She also described visiting the Jan. 6 defendants, whom she called “forgotten & hopeless.”

“It was like walking into a prisoner of war camp and seeing men whose eyes can’t believe someone had made it in to see them. They are suffering greatly,” she said. “Virtually no medical care, very poor food quality, and being put through re-education which most of them are rejecting.”

Local attorneys and advocates have said that problems at the D.C. Jail are longstanding, and the facility is in desperate need of replacement. (Others want to do away with a jail altogether.) And while many welcome a bright spotlight on the facility and the city’s management of it, they say that Greene and other Republicans have only become interested because of the political leanings and race of the Jan. 6 defendants. (An overwhelming majority of D.C. residents in the jail and criminal justice system more broadly are Black; the Jan. 6 defendants are largely white.)

“I don’t think they have any interest in the D.C. Jail. I think they had their own motives,” says Allen on Greene and Gohmert’s visit.

“If their focus is on the Jan. 6 prisoners, then that’s a distraction on conditions at the jail. It becomes all about Jan. 6. If one wants to improve conditions, don’t talk about the allegedly wrongfully held patriots because that is a different conversation,” says Mendelson, adding that he wonders whether Greene and Gohmert have visited jails and prisons in their own states. (Poor conditions have been found at facilities in Georgia and Texas.)

Henderson says that she did witness conditions that troubled her, including a wild swing in temperature from floor to floor and the smell of marijuana, indicating the presence of contraband. But while she says that some of the wings they toured were loud, she thinks Greene’s descriptions of them are  overblown. Henderson also says that Greene and Gohmert’s concerns around conditions at the D.C. Jail could apply to many facilities across the country.

__Task item 1__
In the excerpt about the D.C. Jail, rewrite the passage that begins at the words "Local attorneys and" and stops after "are largely white.)", changing "longstanding" to "long-running".
__Task item 2__
Answer these from the excerpt about the D.C. Jail:
(a) What two words did she use for the Jan. 6 defendants?
(b) In which two states does the excerpt say poor conditions have been found at facilities?
(c) What smell did Henderson notice?
__Task item 3__
Write the next part of the excerpt about the D.C. Jail, picking up right after its last sentence.
The listing that comes after this excerpt about the D.C. Jail has nothing to do with what you're asked to do here.

__Supplied data__
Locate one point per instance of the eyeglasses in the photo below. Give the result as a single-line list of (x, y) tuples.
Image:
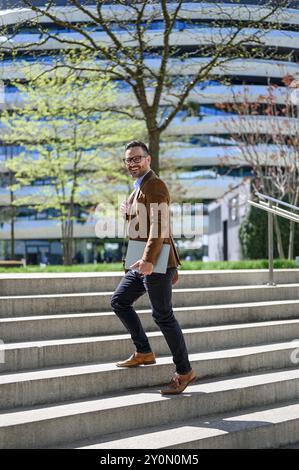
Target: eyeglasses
[(137, 159)]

__Task result 1__
Local attorneys and advocates have said that problems at the D.C. Jail are long-running, and the facility is in desperate need of replacement. (Others want to do away with a jail altogether.) And while many welcome a bright spotlight on the facility and the city’s management of it, they say that Greene and other Republicans have only become interested because of the political leanings and race of the Jan. 6 defendants. (An overwhelming majority of D.C. residents in the jail and criminal justice system more broadly are Black; the Jan. 6 defendants are largely white.)

__Task result 2__
(a) "forgotten & hopeless"
(b) Georgia and Texas
(c) The smell of marijuana

__Task result 3__
“I don’t know how many different jails she has visited in her life. But I would say the vast majority of jails across the county are not built for rehabilitation,” she says.

In addition to longstanding and persistent concerns about inhumane treatment and poor conditions in the D.C. Jail, local advocates also have concerns about USP Lewisburg, the federal prison where the U.S. Marshals Service is slated to send people in its custody (Federal public defenders have filed multiple emergency motions trying to stop some of the transfers.) In particular, people with experience working with residents at Lewisburg say that access to legal calls and communication with family will be far more restricted at the federal facility, which is located a nearly four-hour drive from the District.

“One thing that is markedly better in the DC DOC than in the [Bureau of Prisons] is access to counsel,” attorney James Zeigler told DCist/WAMU earlier this week. At the D.C. Jail, he says, lawyers can generally arrange legal calls within a day or go see their clients in person. In federal prisons, “phone calls are severely restricted,” he said.

On Twitter, attorney and prisoner rights advocate Deborah Golden noted that if Greene has interest in jails and prisons, she could focus on the federal system. “I welcome everyone to the fight to [stop solitary confinement,]” wrote Golden. “Wait until you learn about the Federal Bureau of Prisons, which you have direct power over. Happy to talk to you about it any time.”

Greene said that her office would issue a “full report” on their visit to the D.C. Jail. Next week, Allen is holding a public oversight roundtable on conditions at the facility.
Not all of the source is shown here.